_Text extract_.
____________

When Swift switches off its old MT formats for cross-border payment instructions on November 22, nothing on a consumer banking app will look different. Cards will still tap, salary payments will still land, and merchants will still see settlements arrive.
Behind the interface, though, a generational change in the language of payments reaches a hard deadline. The coexistence period for Swift’s Cross-Border Payments and Reporting Plus (CBPR+) programme ends, and payment instructions such as MT103 and MT202 are formally retired in favour of their ISO 20022 equivalents.
It is a moment that has been two decades in the making.
Twenty years to overnight change
ISO 20022 is not a shiny new innovation. The International Organisation for Standardisation first published the standard in 2004, with the aim of creating a common, data-rich language for financial messaging.Within a few years it had been adopted as the basis for SEPA credit transfers and direct debits, gradually replacing a patchwork of domestic European formats.
Over the 2010s, ISO 20022 moved from theory to infrastructure. Real-time payment schemes, high-value RTGS systems and market infrastructures from Europe to Asia began to converge on the standard. By the time the Swift community launched its CBPR+ programme, ISO 20022 was already embedded in many domestic rails; cross-border payments were late to the party.
The decision to end coexistence in November 2025, reconfirmed by the Swift Board in 2024, was designed to force a final break with the MT era for cross-border payment instructions. After years of “prepare now” messaging, the industry has run out of runway.

The coexistence years and the rise of the quick fix
The path to this weekend’s deadline has not been linear. Coexistence only started in March 2023, following an earlier delay, and Swift offered in-flow translation services precisely because it knew not every institution could modernise core systems at the same pace.
That safety net arguably shaped behaviour. Rather than re-architecting systems around native ISO 20022 messages, many institutions leaned heavily on conversion layers to translate between MT and MX. It kept projects on track and bought time.
For Nick Fernando, Director and Co-founder of Aqua Global, that era is coming to a close. “Many banks have relied on quick-fix translation tools to bridge the gap – but these require constant upkeep and strip out much of the rich, structured data ISO 20022 enables,” he says.
Swift’s roadmap tightens data validation requirements over the next few years, particularly around how parties and addresses are structured in CBPR+ messages, and that creates friction for any institution that still thinks in MT.

____________

_Records provided_.
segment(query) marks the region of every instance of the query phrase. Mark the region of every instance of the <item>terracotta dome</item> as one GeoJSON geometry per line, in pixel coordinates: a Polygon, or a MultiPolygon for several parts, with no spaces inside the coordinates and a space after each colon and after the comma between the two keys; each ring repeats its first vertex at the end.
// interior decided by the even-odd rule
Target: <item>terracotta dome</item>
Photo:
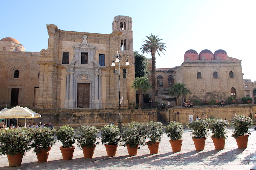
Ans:
{"type": "Polygon", "coordinates": [[[184,60],[199,60],[198,53],[194,50],[187,50],[184,54],[184,60]]]}
{"type": "Polygon", "coordinates": [[[209,50],[204,50],[199,54],[199,60],[213,60],[213,54],[209,50]]]}
{"type": "Polygon", "coordinates": [[[218,50],[213,54],[214,60],[227,60],[228,54],[223,50],[218,50]]]}
{"type": "Polygon", "coordinates": [[[20,44],[20,43],[19,42],[19,41],[18,41],[17,39],[15,39],[15,38],[11,38],[10,37],[4,38],[1,39],[1,40],[0,40],[0,41],[12,41],[14,42],[15,42],[15,43],[19,44],[20,44]]]}

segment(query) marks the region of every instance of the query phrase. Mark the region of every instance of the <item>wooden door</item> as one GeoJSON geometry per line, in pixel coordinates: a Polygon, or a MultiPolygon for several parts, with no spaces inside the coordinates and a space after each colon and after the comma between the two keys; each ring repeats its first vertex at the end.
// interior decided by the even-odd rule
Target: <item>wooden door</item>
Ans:
{"type": "Polygon", "coordinates": [[[90,107],[90,84],[77,84],[77,107],[90,107]]]}
{"type": "Polygon", "coordinates": [[[12,88],[11,94],[11,105],[17,106],[19,101],[19,88],[12,88]]]}

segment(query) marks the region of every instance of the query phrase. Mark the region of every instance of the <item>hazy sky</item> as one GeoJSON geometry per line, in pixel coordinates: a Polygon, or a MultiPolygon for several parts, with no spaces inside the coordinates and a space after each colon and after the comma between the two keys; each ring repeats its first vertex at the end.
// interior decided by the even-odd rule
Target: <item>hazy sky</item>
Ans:
{"type": "Polygon", "coordinates": [[[165,55],[156,57],[157,68],[180,66],[190,49],[198,54],[205,49],[213,53],[221,49],[228,56],[242,60],[244,79],[256,80],[255,0],[0,2],[0,39],[14,38],[26,51],[47,48],[47,24],[64,30],[110,34],[114,17],[126,15],[132,18],[134,50],[139,51],[145,36],[151,33],[166,42],[165,55]]]}

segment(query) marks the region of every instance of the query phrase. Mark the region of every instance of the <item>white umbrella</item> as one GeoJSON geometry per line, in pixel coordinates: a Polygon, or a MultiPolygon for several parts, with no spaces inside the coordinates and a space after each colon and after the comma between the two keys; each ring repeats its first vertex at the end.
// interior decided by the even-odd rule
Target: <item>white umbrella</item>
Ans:
{"type": "Polygon", "coordinates": [[[5,111],[5,112],[2,112],[0,115],[0,118],[5,119],[17,118],[18,125],[19,118],[25,118],[25,125],[26,125],[26,118],[38,118],[41,117],[41,115],[28,108],[23,108],[19,106],[17,106],[9,110],[5,111]]]}

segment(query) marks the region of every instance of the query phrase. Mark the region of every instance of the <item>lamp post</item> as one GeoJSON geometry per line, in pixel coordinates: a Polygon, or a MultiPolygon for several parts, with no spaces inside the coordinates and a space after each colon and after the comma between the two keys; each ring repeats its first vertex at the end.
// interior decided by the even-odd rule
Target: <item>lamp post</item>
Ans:
{"type": "MultiPolygon", "coordinates": [[[[112,64],[111,64],[111,66],[115,66],[115,62],[114,62],[114,59],[115,60],[115,62],[117,63],[118,63],[118,78],[119,78],[119,118],[118,119],[118,127],[119,128],[119,130],[120,131],[120,132],[121,131],[121,128],[122,128],[122,125],[121,124],[122,123],[122,119],[121,118],[121,98],[120,98],[120,96],[121,96],[121,91],[120,90],[120,62],[121,60],[125,60],[125,59],[126,59],[126,62],[125,63],[125,65],[126,66],[129,66],[130,64],[129,64],[129,62],[128,61],[128,55],[126,54],[124,54],[123,55],[120,55],[119,54],[119,53],[118,51],[117,52],[117,55],[114,55],[112,57],[112,58],[113,59],[113,60],[112,61],[112,64]]],[[[116,72],[117,71],[116,71],[116,69],[114,69],[114,73],[117,73],[116,72]]],[[[123,72],[124,72],[124,71],[123,70],[123,72]]],[[[125,74],[126,75],[126,70],[125,72],[125,74]]],[[[123,76],[123,78],[126,78],[126,76],[125,78],[124,77],[124,76],[123,76]]]]}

____________

_Directions_. Reproduce the part of the text on the ISO 20022 migration that opens with the words "Twenty years to" and closes with "domestic European formats.", replacing "patchwork" with "mix". Base every answer on the text alone.

_Answer below_.
Twenty years to overnight change
ISO 20022 is not a shiny new innovation. The International Organisation for Standardisation first published the standard in 2004, with the aim of creating a common, data-rich language for financial messaging.Within a few years it had been adopted as the basis for SEPA credit transfers and direct debits, gradually replacing a mix of domestic European formats.